### How to complete this task:
Please answer from the squat mobility text: what was the newcomer's biggest issue with his squat?

### Page extract:
It also feels like there’s a bunch of tools and objects being sold that are redundant, but look crazy enough to be worth buying. For example:
Anyone need to up their stability exercise game?
For most people, the best mobility is time spent in the desired position
I was working with a guy that just started Crossfit. He came from a traditional body building background so he was in phenomenal shape, but he really liked the Crossfit style workouts and wanted to be great at it. However, he was having a lot of issues with his squat.
If you know anything about Crossfit, you know that the squat and all of it’s variations are fundamental to success. It had never really been part of his regiment, so his mobility was lacking and was complicated by his sheer bulk and strength.
His heels would come off the ground, lower back would round, and knees dived inward in a squat with no weight.
His coaches gave him a variety of advice like:
- Mash your ankles with the lacrosse ball
- Mash your quads with a foam roller
- Tie a band to the rig and floss your hips
- Do this yoga pose
He did all of these things for several weeks, but he just wasn’t getting anywhere from an improvement stand point. This isn’t anything against the knowledge of his coaches, because they weren’t wrong, they were absolutely right to make the recommendations they made.
The problem was that those recommendations wasn’t the primary issue. His biggest issue was that his body spent very little time in a full squat position. Sometimes the mobility answer is just that simple. Spend time in the desired position.
So what’d we do?
His goal was to get to the bottom of his squat. So we got him to spend time in the bottom of the squat for minutes at a time.
I had him perform this drill against a wall every day for a total of 5 minutes.

### Source material:
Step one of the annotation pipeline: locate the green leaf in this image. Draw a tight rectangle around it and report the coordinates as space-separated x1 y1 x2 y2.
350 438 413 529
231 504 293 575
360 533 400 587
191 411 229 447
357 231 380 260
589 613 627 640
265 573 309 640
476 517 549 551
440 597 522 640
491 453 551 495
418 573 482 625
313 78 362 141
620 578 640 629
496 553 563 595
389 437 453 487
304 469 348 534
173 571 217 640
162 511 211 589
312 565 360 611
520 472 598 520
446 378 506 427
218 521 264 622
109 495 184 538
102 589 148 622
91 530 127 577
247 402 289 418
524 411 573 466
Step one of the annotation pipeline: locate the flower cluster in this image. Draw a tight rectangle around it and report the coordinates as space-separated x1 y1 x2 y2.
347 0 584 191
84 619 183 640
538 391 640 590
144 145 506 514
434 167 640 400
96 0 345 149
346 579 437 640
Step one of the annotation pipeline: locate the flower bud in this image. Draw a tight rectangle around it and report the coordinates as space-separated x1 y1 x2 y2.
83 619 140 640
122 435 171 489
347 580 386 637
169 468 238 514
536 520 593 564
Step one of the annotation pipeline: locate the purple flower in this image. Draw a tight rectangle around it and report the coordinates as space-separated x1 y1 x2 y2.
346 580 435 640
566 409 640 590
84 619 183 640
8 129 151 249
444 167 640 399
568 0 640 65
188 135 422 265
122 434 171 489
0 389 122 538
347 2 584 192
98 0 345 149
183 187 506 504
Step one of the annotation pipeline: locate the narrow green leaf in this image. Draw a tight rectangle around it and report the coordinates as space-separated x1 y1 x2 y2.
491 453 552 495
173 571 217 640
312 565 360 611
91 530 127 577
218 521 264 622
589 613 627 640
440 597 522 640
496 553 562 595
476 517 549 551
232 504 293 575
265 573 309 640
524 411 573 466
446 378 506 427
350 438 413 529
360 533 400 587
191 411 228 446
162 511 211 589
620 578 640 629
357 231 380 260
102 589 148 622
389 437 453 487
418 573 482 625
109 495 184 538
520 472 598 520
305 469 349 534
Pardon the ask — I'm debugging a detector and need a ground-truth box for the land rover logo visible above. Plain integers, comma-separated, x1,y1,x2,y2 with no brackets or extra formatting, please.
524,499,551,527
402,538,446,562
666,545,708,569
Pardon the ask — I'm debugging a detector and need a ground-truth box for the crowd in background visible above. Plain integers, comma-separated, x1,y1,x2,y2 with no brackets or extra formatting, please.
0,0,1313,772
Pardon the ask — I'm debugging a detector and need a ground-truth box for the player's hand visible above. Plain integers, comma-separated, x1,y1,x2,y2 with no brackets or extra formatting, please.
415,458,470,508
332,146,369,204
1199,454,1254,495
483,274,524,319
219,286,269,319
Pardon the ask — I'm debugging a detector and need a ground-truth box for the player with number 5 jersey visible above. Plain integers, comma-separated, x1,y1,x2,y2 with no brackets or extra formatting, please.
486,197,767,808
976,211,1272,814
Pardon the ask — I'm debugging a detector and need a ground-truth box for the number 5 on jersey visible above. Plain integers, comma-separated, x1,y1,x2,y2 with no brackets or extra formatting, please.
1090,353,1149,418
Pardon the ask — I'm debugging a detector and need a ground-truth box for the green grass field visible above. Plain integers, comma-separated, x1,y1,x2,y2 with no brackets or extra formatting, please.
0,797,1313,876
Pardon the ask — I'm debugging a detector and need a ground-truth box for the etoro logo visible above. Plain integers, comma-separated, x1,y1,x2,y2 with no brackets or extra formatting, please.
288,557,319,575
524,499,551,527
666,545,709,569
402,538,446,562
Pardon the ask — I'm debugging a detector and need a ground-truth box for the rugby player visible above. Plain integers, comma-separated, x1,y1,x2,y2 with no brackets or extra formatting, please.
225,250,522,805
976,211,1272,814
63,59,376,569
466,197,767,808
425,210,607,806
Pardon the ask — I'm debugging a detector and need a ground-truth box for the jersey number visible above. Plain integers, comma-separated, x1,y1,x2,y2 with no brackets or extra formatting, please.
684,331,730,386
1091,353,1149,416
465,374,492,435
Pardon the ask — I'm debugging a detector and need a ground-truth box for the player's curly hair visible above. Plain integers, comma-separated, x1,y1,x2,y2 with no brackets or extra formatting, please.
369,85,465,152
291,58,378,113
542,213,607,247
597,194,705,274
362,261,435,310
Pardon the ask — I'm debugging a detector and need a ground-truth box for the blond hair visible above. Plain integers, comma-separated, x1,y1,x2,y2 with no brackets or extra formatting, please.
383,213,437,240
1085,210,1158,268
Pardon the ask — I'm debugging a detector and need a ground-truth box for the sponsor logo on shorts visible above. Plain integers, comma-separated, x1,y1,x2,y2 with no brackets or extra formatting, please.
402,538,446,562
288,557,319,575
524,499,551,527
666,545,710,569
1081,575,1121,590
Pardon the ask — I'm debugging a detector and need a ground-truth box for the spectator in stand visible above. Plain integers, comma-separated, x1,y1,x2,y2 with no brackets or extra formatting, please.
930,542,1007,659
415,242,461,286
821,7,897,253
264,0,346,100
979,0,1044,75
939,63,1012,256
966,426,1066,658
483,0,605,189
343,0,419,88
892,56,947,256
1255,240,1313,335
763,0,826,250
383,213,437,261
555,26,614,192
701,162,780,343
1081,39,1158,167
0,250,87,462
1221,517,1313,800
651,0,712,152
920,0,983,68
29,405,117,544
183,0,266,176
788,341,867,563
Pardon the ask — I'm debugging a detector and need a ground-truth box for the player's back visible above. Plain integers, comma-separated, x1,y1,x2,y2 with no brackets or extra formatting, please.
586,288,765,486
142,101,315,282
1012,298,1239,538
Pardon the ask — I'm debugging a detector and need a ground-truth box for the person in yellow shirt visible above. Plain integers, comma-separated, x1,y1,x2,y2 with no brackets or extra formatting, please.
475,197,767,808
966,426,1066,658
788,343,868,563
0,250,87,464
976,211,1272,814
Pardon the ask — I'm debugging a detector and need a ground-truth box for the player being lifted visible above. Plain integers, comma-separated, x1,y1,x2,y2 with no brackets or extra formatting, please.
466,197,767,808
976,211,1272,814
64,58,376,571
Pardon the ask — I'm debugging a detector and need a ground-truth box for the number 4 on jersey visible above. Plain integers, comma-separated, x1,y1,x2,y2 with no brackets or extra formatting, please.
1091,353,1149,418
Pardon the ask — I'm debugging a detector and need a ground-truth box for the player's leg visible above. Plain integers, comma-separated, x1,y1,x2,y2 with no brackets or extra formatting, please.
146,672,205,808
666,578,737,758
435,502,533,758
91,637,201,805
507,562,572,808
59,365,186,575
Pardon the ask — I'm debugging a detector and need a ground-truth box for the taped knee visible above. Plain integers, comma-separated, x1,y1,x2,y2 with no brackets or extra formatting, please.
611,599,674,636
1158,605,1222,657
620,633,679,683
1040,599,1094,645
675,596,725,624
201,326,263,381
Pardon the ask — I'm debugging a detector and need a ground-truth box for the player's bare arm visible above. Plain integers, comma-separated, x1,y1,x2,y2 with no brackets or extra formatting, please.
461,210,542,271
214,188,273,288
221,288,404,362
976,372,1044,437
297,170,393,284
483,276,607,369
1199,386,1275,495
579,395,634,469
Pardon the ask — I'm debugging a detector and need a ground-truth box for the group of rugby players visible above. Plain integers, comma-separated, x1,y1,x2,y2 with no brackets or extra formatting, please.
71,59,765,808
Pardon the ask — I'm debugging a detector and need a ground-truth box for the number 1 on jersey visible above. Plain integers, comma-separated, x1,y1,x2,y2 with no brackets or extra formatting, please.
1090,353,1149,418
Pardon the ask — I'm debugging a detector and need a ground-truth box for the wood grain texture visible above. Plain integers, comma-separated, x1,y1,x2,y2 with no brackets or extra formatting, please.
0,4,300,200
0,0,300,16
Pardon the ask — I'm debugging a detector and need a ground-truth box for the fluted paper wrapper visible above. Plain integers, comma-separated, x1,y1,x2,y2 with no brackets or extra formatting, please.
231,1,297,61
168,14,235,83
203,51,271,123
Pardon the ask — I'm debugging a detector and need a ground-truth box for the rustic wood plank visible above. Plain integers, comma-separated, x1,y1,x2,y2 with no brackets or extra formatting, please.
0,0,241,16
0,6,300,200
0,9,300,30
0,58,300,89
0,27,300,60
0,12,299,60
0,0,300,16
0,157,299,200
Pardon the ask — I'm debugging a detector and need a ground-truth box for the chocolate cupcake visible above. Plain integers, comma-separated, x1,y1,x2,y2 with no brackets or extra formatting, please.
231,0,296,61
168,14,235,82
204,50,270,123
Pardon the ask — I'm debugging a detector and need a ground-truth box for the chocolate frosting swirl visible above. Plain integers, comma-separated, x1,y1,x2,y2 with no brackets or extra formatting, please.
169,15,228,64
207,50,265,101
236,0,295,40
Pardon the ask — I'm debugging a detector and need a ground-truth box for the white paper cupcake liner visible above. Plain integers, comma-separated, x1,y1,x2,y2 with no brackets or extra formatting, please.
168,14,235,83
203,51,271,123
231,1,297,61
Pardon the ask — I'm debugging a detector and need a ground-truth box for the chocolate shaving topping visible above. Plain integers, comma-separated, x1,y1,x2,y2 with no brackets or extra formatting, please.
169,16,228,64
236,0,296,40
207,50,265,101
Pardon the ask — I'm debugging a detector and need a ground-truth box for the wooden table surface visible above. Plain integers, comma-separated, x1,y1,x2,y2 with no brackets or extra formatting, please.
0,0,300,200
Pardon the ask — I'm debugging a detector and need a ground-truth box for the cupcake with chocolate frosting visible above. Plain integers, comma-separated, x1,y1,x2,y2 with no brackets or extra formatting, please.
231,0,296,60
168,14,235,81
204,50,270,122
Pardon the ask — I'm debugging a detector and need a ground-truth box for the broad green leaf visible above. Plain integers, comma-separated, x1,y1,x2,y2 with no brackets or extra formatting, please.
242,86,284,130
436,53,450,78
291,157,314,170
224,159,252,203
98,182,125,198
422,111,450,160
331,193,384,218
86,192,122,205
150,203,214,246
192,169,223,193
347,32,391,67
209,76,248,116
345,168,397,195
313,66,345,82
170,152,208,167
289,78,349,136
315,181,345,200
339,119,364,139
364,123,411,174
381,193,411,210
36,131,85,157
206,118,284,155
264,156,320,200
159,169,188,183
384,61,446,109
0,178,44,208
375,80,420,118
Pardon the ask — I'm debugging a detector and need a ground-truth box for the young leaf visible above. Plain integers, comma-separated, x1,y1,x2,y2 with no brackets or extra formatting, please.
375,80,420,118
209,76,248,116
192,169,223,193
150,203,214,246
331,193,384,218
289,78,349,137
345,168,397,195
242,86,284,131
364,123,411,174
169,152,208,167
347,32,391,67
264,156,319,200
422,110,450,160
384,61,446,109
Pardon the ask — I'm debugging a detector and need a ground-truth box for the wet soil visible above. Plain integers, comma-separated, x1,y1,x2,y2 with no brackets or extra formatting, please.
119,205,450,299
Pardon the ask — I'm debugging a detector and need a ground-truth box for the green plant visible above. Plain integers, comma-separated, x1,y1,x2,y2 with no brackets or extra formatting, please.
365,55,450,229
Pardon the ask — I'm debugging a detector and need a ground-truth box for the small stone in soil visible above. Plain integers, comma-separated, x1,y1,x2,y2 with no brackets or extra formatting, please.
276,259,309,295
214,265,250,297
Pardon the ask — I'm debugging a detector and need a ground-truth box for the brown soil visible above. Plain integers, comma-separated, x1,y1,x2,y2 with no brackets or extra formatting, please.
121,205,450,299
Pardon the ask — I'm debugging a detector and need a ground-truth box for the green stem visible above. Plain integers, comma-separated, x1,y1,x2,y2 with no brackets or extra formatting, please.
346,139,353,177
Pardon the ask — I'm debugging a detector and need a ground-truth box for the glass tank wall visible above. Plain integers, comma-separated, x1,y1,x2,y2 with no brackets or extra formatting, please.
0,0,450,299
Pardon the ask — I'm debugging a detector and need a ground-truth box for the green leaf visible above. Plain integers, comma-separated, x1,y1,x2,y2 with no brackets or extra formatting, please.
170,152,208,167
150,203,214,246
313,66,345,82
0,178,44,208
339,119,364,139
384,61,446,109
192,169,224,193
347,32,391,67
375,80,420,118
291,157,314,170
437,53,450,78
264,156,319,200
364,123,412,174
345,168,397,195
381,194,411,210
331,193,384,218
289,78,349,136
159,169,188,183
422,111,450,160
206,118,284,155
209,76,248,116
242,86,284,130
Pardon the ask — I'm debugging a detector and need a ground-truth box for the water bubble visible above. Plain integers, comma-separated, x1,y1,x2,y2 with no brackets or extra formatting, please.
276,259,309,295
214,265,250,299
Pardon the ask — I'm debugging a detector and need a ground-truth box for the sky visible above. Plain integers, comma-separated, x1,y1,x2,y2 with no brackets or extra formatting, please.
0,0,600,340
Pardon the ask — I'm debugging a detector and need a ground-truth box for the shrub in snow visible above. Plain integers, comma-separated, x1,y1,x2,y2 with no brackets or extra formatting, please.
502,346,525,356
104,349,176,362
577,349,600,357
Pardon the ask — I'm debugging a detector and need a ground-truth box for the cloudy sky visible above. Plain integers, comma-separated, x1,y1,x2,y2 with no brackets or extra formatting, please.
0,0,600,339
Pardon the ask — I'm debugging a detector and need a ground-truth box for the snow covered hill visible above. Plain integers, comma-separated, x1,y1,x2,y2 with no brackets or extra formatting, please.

### Written answer:
His body spent very little time in a full squat position.